Work to be completed ▸
Answer these questions using the film article below:
1. Who edited the film?
2. How long is its running time?
3. As what kind of feature was it produced and distributed?

Text passage ▸
- Lobby card
- Directed by: D. Ross Lederman
- Screenplay by: Scott Darling; and Erna Lazarus;
- Produced by: Ben Stoloff (associate producer); Bryan Foy (uncredited);
- Starring: Jeffrey Lynn; Jane Wyman; Edward Everett Horton; Herbert Anderson;
- Cinematography: Allen G. Siegler, A.S.C.
- Edited by: Frederick Richards
- Music by: Howard Jackson
- Production company: Warner Bros. – First National Pictures
- Distributed by: Warner Bros. Pictures
- Release date: December 6, 1941;
- Running time: 72 minutes
- Country: United States
- Language: English

= The Body Disappears =

1941 film

The Body Disappears is a 1941 American comedy film directed by D. Ross Lederman and starring Jeffrey Lynn, Jane Wyman, Edward Everett Horton and Herbert Anderson. It was produced and distributed by Warner Bros. Pictures as a second feature.

Data excerpts ▸

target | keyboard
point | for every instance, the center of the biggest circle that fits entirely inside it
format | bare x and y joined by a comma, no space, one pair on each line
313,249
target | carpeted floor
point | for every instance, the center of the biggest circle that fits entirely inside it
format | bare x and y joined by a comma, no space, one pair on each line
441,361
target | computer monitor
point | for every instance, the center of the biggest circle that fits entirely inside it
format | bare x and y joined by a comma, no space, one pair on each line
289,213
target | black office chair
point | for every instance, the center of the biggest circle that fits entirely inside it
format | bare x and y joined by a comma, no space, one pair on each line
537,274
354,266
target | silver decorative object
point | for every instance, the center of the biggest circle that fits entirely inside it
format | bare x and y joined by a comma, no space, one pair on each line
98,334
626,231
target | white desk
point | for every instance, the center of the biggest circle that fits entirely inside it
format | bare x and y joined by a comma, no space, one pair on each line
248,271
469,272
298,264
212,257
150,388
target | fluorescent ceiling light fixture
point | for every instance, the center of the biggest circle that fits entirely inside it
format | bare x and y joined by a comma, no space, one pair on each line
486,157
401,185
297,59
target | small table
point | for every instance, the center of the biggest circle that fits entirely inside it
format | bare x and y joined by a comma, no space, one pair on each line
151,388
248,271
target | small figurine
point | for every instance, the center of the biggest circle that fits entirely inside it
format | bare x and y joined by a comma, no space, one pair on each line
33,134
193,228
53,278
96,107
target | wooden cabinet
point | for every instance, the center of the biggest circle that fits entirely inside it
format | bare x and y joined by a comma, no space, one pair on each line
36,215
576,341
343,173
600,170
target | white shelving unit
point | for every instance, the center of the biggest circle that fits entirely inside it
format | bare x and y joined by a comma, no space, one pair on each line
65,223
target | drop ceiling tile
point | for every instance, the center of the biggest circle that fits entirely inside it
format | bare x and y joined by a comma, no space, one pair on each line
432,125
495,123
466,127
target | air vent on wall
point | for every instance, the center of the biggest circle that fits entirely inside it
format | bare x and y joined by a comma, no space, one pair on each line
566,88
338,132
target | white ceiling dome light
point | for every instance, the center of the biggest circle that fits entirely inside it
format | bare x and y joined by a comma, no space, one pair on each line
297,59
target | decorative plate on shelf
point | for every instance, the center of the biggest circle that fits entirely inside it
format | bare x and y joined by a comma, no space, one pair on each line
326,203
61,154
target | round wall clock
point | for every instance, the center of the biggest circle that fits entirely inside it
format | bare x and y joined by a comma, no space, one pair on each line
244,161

Response for this exercise ▸
1. Frederick Richards
2. 72 minutes
3. A second feature